• [EXERCISE]
Rewrite the records below, substituting "place one point per instance" for every occurrence of "pin one point per instance" and leaving all other wording unchanged.

-=-=-

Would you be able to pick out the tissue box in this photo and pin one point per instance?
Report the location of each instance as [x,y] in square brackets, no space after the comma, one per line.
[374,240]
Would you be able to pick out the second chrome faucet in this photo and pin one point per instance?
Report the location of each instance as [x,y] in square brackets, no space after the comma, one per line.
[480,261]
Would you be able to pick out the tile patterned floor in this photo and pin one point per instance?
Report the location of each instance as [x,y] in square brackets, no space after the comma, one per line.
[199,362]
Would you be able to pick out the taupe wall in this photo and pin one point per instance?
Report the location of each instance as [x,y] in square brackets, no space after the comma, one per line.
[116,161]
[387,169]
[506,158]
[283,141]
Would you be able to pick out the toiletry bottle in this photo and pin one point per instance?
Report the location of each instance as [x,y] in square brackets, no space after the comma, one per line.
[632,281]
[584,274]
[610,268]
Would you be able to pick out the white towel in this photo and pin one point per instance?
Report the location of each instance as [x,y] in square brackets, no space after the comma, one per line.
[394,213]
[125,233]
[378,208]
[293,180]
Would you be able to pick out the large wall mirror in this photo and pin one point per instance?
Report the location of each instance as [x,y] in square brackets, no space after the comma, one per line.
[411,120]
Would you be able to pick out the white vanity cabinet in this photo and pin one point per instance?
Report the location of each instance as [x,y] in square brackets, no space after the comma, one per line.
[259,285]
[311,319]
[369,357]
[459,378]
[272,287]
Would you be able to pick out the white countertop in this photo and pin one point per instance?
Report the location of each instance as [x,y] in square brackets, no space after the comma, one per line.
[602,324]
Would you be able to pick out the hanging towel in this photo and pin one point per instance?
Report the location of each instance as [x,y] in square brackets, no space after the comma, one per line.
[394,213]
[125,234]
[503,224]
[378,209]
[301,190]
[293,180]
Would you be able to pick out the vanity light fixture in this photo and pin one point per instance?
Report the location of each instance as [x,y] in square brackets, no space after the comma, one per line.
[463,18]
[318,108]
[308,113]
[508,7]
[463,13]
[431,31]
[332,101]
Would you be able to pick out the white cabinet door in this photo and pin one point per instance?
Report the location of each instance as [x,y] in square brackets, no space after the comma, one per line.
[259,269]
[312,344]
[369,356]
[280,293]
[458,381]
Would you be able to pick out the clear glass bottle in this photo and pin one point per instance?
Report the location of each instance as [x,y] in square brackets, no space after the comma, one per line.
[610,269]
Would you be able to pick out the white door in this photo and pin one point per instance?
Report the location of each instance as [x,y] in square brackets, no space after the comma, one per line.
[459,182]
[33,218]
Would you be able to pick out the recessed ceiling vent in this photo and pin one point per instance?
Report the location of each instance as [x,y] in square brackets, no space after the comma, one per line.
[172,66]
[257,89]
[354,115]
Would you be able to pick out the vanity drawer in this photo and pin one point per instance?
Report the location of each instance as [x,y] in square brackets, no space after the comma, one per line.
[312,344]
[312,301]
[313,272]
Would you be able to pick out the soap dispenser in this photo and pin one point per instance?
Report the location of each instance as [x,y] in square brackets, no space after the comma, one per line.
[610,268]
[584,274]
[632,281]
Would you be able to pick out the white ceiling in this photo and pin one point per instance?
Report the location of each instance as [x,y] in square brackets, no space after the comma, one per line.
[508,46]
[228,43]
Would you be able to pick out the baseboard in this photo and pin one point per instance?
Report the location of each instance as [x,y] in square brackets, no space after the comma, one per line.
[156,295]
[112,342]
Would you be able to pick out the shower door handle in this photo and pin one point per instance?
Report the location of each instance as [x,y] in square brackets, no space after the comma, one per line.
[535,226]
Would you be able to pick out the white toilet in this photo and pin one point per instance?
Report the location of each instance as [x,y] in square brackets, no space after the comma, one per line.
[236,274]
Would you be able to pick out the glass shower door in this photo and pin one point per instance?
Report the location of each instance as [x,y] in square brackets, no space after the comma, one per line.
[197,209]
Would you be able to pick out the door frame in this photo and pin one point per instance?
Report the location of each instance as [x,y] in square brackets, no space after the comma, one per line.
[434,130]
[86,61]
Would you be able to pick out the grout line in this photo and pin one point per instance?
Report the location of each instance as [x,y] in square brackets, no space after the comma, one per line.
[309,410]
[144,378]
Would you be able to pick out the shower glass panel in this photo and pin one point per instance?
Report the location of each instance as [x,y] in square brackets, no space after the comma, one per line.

-=-=-

• [RESPONSE TO THE EXERCISE]
Would you be able to pick out the tissue box in this photo and place one point per instance?
Report the location of each instance as [x,y] in square brackets, no space after the comma, one per line.
[374,240]
Would you be able to pick out the second chrome faucet in this photo and place one point per instance?
Report the location of each instance as [x,y] in square brackets, no space after the comma, one per line.
[480,261]
Would you be able to pick out the tile patterned floor in this photo and place one point per instance?
Report the location of each instance as [x,y] in square brackets, no space after the comma, one per line.
[199,362]
Would you be able to pick out the taupe wall in this photo and place one point per instance?
Report the location of each instance as [x,y] in square brackets, no space after the comma, one per line.
[116,161]
[387,169]
[506,158]
[283,141]
Would you be able to pick out the toiletry bottle in this photo and place one point per instance?
Report the location of each instance as [x,y] in square brackets, no space after the comma, one per line.
[632,281]
[584,274]
[610,268]
Would you be able to pick out the white towel in this photo and place one point per instance?
Report the location of each instance as [x,y] in square brackets, no space after the comma, one per line.
[394,213]
[125,233]
[378,208]
[293,180]
Would you be able to pick out the large wall mirror in this photo and place one point per instance?
Report the location of each instance as [x,y] in square brackets, no space after the comma, one per line.
[411,120]
Would you be able to pick out the white vanity cabinet in this photo and place one point per instance?
Report the location of each instance as [x,y] in square brackets, no space after the comma, one per line.
[259,285]
[311,319]
[369,357]
[459,378]
[272,287]
Would you be able to pick out the white countertop in this photo and place one point per instance?
Report the location of each instance as [x,y] in square brackets, no space after the comma, one per line.
[602,324]
Would you be able to pick out the hanging towel in this photo and place one point per instance?
Report the location of each instance as [x,y] in square brackets, no space after the comma, one per line.
[394,213]
[125,234]
[503,224]
[378,209]
[301,190]
[293,180]
Would you be able to pick out the vanity light fixture in this photo and place one point per instance?
Report the location of each instance as [x,y] in square brackets, no space after the comma, one per line.
[463,18]
[318,108]
[308,113]
[508,7]
[463,13]
[431,31]
[332,101]
Would you be able to pick out the white cabinet door in this photo and place one point per instance?
Report the location of each instance as [x,y] in square brackets, no space after the comma, one per line.
[259,269]
[312,344]
[369,356]
[280,293]
[458,381]
Would you be able to pick out the clear glass bottle in this photo and place one point per instance?
Report the location of each instance as [x,y] in square brackets, no space after the comma, one per line.
[610,269]
Would you be able to pick out the white door in this photo and place one point per instance?
Report the location of each instance as [x,y] in square brackets, no space after the comma, one per line.
[459,182]
[33,218]
Would you be able to pick out the recessed ceiling vent in this photo and place one point per instance?
Report the location of each instance as [x,y] in square brackets, no space after the comma, one per line.
[172,66]
[257,89]
[354,115]
Would you be able to pick out the vanity drawer in this photo and place one point per instance?
Report the location of each instance as [x,y] in square brackets, no space after the comma, one per line.
[312,344]
[312,301]
[313,272]
Would you be able to pick out the soap dispenser in this photo and place one point per instance?
Report the location of each instance as [x,y] in square brackets, no space after the comma, one per line.
[610,268]
[584,274]
[632,281]
Would you be able to pick out the white ceiling in this photo and place one point per instance?
Report the location of each instance as [x,y] in square brackets, no space after the comma, one per line.
[508,46]
[228,43]
Would you be able to pick out the baseboard in this photo and place one point per instance?
Report the location of each instance as [x,y] in square brackets, no space after the comma, one per line.
[156,295]
[112,342]
Would you be able to pick out the shower door handle in this photo and place one point per instance?
Report the location of each instance as [x,y] in square brackets, no space after the comma, one per line.
[535,226]
Would you be able to pick out the white toilet in this photo and place one point per instance?
Report the location of each instance as [x,y] in square brackets, no space after the comma, one per line.
[236,274]
Would you be able to pick out the glass shower door in this photo and place one point per instance?
Report the location of each instance as [x,y] in square brackets, no space after the comma, one per line.
[197,209]
Would you be able to pick out the door frame in this photo and place one point per instance?
Report the location of each instance as [x,y] in square brackets, no space after the comma, one per line.
[434,130]
[86,61]
Would you be able to pick out the grout line in this photo and place one point per instance?
Report the location of each instance as [x,y] in square brackets, no space after the comma, one per line.
[309,410]
[144,378]
Would you be able to pick out the shower glass panel in this photo and place one point per instance?
Report the location of each instance as [x,y] in square brackets, no space after the comma, one per line.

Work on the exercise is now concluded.